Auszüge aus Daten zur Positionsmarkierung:
.....

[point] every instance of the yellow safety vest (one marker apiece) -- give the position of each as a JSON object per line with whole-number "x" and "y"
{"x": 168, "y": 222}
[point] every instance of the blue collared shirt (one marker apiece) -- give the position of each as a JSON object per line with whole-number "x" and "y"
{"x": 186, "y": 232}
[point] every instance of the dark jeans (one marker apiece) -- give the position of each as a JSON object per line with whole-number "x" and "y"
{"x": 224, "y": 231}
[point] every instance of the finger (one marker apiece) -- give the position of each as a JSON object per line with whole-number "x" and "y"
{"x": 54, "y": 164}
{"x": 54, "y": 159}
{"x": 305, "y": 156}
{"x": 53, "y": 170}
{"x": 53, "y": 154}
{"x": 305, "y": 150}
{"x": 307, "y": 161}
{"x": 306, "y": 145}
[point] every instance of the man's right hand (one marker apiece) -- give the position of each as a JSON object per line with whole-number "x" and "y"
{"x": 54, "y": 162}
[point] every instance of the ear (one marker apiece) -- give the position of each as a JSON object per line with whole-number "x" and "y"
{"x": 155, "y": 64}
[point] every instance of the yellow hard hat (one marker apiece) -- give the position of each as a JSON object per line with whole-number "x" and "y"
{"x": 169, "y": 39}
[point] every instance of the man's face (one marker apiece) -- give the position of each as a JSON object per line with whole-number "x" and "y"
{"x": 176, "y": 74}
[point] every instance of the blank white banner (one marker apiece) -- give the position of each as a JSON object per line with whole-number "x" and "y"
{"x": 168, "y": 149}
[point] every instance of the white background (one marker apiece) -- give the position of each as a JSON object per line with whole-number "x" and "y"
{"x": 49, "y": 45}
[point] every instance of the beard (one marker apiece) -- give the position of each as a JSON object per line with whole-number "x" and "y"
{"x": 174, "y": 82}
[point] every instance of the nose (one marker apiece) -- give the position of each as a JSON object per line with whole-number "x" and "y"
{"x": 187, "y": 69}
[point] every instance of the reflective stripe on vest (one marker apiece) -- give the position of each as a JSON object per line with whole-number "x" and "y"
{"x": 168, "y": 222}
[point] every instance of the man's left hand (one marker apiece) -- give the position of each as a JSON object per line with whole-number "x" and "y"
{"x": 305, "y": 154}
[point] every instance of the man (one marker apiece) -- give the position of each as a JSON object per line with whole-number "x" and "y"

.....

Aktualisiere bitte die Einträge oben, indem du „one marker apiece“ überall durch „one marker each“ ersetzt. Alles andere bleibt unverändert.

=== LÖSUNG ===
[point] every instance of the yellow safety vest (one marker each) -- give the position of each as a JSON object per line with whole-number "x" and "y"
{"x": 168, "y": 222}
[point] every instance of the blue collared shirt (one marker each) -- give the position of each as a JSON object per line with whole-number "x" and "y"
{"x": 186, "y": 232}
[point] every instance of the dark jeans (one marker each) -- give the position of each as a JSON object per line with whole-number "x" and "y"
{"x": 224, "y": 231}
[point] every instance of the finger (one marker each) -- give the position of each as a JSON object per line with whole-number "x" and "y"
{"x": 54, "y": 164}
{"x": 54, "y": 159}
{"x": 305, "y": 156}
{"x": 53, "y": 170}
{"x": 53, "y": 154}
{"x": 305, "y": 150}
{"x": 307, "y": 161}
{"x": 306, "y": 145}
[point] every instance of the man's right hand (one marker each) -- give the position of each as a JSON object per line with whole-number "x" and "y"
{"x": 54, "y": 162}
[point] every instance of the ear (one marker each) -- give the position of each as a JSON object per line with whole-number "x" and "y"
{"x": 155, "y": 64}
[point] every instance of the yellow hard hat (one marker each) -- give the position of each as a JSON object per line with whole-number "x" and "y"
{"x": 169, "y": 39}
[point] every instance of the man's face (one marker each) -- give the position of each as a JSON object per line with whole-number "x" and "y"
{"x": 176, "y": 74}
[point] every instance of the blank white banner (one marker each) -- give the position of each as a JSON object per line with whole-number "x" and "y"
{"x": 168, "y": 149}
[point] every instance of the white background (one marker each) -- give the position of each as a JSON object per line with whole-number "x" and "y"
{"x": 49, "y": 45}
[point] every instance of the beard (one marker each) -- give the position of each as a JSON object per line with whole-number "x" and "y"
{"x": 174, "y": 82}
[point] every instance of the nose (one marker each) -- give the position of each as a JSON object per line with whole-number "x" and "y"
{"x": 187, "y": 69}
[point] every instance of the reflective stripe on vest (one marker each) -- give the position of each as a JSON object per line with whole-number "x" and "y"
{"x": 168, "y": 222}
[point] every instance of the man's left hand (one marker each) -- give the position of each as a JSON object per line with whole-number "x" and "y"
{"x": 305, "y": 154}
[point] every instance of the man (one marker each) -- give the position of each as a JSON object per line with whole-number "x" and "y"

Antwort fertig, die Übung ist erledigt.